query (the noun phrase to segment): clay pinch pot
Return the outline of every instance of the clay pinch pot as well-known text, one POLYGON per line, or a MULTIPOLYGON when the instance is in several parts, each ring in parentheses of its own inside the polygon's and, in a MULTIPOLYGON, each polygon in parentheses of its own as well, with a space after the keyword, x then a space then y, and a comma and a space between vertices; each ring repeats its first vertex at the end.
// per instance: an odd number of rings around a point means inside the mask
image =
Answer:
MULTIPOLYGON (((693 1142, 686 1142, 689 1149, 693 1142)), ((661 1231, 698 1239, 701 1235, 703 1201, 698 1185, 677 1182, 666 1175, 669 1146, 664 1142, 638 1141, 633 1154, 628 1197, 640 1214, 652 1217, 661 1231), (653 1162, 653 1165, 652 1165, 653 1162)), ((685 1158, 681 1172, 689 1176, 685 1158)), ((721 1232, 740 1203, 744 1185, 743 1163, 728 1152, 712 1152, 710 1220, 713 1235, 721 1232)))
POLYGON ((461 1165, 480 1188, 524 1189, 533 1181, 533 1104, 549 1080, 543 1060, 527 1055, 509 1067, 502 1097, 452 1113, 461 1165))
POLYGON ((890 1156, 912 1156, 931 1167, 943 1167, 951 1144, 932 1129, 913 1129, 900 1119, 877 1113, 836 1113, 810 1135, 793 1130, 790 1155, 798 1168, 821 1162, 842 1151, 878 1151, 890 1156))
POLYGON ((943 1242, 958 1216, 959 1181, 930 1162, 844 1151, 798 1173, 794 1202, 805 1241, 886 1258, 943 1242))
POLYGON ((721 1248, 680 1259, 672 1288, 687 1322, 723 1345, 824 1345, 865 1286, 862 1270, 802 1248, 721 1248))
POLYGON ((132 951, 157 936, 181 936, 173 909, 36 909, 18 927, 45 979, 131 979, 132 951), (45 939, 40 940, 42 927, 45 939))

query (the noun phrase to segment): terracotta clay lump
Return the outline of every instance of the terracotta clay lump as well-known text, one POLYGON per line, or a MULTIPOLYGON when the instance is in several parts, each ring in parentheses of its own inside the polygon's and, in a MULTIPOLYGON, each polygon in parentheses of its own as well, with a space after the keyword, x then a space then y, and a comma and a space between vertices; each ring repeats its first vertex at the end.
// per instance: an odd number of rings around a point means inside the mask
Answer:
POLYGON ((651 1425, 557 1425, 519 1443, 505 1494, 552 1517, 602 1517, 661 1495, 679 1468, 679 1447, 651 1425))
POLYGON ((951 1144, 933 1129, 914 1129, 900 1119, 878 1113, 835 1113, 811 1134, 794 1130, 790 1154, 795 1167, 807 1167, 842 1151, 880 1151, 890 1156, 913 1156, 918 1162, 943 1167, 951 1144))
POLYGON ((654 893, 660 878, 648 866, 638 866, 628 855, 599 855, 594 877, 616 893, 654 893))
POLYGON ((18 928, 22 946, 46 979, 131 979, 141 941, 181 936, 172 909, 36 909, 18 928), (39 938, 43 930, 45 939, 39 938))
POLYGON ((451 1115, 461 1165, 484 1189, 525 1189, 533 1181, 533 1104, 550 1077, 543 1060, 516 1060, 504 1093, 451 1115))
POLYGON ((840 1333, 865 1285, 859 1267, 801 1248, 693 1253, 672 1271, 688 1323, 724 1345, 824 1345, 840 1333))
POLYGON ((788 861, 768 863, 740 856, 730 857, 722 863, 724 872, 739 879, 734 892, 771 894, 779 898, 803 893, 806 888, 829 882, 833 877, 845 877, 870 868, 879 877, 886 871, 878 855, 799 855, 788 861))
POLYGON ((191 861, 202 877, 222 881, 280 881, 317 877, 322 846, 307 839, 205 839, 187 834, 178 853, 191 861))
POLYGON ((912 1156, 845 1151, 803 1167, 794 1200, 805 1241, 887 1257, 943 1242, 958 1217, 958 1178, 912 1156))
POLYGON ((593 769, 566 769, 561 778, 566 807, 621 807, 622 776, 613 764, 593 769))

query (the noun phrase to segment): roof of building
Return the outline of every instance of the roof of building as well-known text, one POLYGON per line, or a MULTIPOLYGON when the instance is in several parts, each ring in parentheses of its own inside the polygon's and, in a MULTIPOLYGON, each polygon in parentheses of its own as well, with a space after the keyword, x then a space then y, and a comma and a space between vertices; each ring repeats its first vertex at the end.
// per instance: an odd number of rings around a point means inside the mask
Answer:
────────────────────────────────────────
> **YOUR INSTRUCTIONS**:
Would you write out the data exactly as it reads?

> **ANSWER TO THE EXERCISE**:
query (the noun phrase to segment): clay pinch pot
Return the outline of every instance of the clay pinch pot as well-known text, one POLYGON per line, or a MULTIPOLYGON when the instance is in several parts, each ring in parentheses of its own inside the polygon's and, in a MULTIPOLYGON, each polygon in parentheses of its own as well, with a space after the keyword, x then a space then y, and a comma and a space between vertices; each ring repeats its first vertex at the end.
// per instance: an odd number of rings around a point means inside the mask
image =
Answer:
MULTIPOLYGON (((693 1142, 686 1142, 689 1149, 693 1142)), ((661 1231, 698 1239, 701 1235, 703 1201, 698 1185, 677 1182, 666 1175, 669 1146, 664 1142, 638 1141, 633 1154, 628 1197, 640 1214, 652 1217, 661 1231), (653 1162, 653 1165, 652 1165, 653 1162)), ((685 1158, 681 1172, 689 1176, 685 1158)), ((721 1232, 740 1203, 744 1185, 743 1163, 728 1152, 712 1152, 710 1220, 713 1235, 721 1232)))
POLYGON ((461 1165, 480 1188, 524 1189, 533 1181, 533 1104, 549 1080, 543 1060, 527 1055, 509 1067, 502 1097, 452 1113, 461 1165))
POLYGON ((890 1156, 912 1156, 931 1167, 943 1167, 951 1144, 932 1129, 913 1129, 900 1119, 877 1113, 836 1113, 810 1135, 793 1130, 790 1155, 798 1168, 821 1162, 842 1151, 878 1151, 890 1156))
POLYGON ((943 1242, 958 1216, 959 1181, 930 1162, 844 1151, 798 1173, 794 1202, 805 1241, 886 1258, 943 1242))
POLYGON ((721 1248, 680 1259, 672 1288, 687 1322, 723 1345, 824 1345, 865 1286, 862 1270, 802 1248, 721 1248))
POLYGON ((132 951, 157 936, 181 936, 173 909, 36 909, 18 927, 45 979, 131 979, 132 951), (45 939, 40 940, 42 927, 45 939))

query (the noun phrase to segment): terracotta clay lump
Return the outline of every instance of the terracotta clay lump as well-known text, one POLYGON per line, or a MULTIPOLYGON when the instance is in several parts, each ring in parentheses of its own inside the polygon's and, in a MULTIPOLYGON, each polygon in parentheses of its own as well, with a space after the keyword, x then a space then y, and a comma and a space between vertices; each ring repeats its first vertex at the end.
// per instance: an odd number of rings around a point means inside the mask
Answer:
POLYGON ((651 1425, 557 1425, 519 1443, 505 1494, 552 1517, 602 1517, 661 1495, 679 1468, 679 1447, 651 1425))
POLYGON ((951 1144, 933 1129, 914 1129, 900 1119, 878 1113, 835 1113, 811 1134, 794 1130, 790 1154, 795 1167, 807 1167, 842 1151, 880 1151, 890 1156, 913 1156, 918 1162, 943 1167, 951 1144))
POLYGON ((654 893, 660 878, 648 866, 638 866, 628 855, 599 855, 594 877, 616 893, 654 893))
POLYGON ((18 928, 22 946, 46 979, 131 979, 141 941, 181 936, 172 909, 36 909, 18 928), (39 938, 43 930, 45 939, 39 938))
POLYGON ((451 1115, 461 1165, 484 1189, 525 1189, 533 1181, 533 1104, 550 1077, 543 1060, 516 1060, 504 1093, 451 1115))
POLYGON ((840 1333, 865 1285, 859 1267, 801 1248, 693 1253, 672 1271, 688 1323, 724 1345, 824 1345, 840 1333))
POLYGON ((788 861, 768 863, 740 856, 730 857, 722 863, 724 872, 739 879, 734 892, 771 894, 779 898, 803 893, 806 888, 829 882, 833 877, 845 877, 870 868, 879 877, 886 871, 878 855, 799 855, 788 861))
POLYGON ((191 861, 202 877, 222 881, 280 881, 317 877, 322 846, 307 839, 205 839, 187 834, 178 853, 191 861))
POLYGON ((912 1156, 845 1151, 803 1167, 794 1200, 805 1241, 887 1257, 943 1242, 958 1217, 958 1178, 912 1156))
POLYGON ((593 769, 566 769, 561 778, 566 807, 621 807, 622 776, 613 764, 593 769))

query (the noun phrase to segment): roof of building
Return the outline of every instance of the roof of building as well-known text, one POLYGON per line, or a MULTIPOLYGON when the instance is in several parts, each ring in parentheses of its own inside the polygon's and, in a MULTIPOLYGON, each polygon in parentheses of its own as well, with a space after the keyword, x then a space then y, and a comma and a space between vertices; each ring repeats its first vertex at the end.
// per instance: an odd number of rings around a point means inside the mask
Answer:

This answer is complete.